Yet given the recent nature of Brazil’s strategy of humanitarian cooperation, little is known about Brazil’s motives, priorities and internal decision making processes. It is not clear whether Brazil’s large-scale humanitarian engagement in Haiti over the past years and its more recent efforts in Palestine and Somalia, for example, are ad hoc measures that are unlikely to find repetition, or whether they are the beginning of a broader strategy, turning humanitarian aid into one of Brazil’s more important foreign policy tools. This is not merely an important question for Brazil and its region, but also for the way we think about the future of humanitarian aid and about efforts by established actors to set up a tight network of rules and norms about how to deliver humanitarian aid. In addition, Brazil’s strategy vis-à-vis today’s humanitarian aid system can provide important clues about its approach to the institutions that form today’s global liberal order in general, showing in how far Brazil seeks to integrate in, modify or undermine current structures.

**Requirements**. Please list every place that the passage above on Brazil's humanitarian cooperation names as a site of Brazil's humanitarian engagement.

**Supplied information**.
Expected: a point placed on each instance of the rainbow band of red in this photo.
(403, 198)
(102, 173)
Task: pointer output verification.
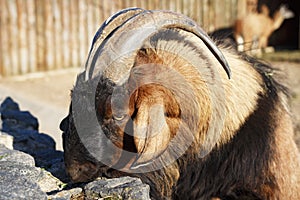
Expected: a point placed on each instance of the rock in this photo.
(14, 156)
(73, 193)
(117, 188)
(33, 169)
(18, 181)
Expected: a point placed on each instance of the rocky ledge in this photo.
(31, 167)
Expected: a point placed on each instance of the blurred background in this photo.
(44, 44)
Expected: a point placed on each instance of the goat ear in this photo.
(151, 135)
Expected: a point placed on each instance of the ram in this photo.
(157, 100)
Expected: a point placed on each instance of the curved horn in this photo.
(112, 23)
(129, 38)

**Response to this task**. Haiti, Palestine, Somalia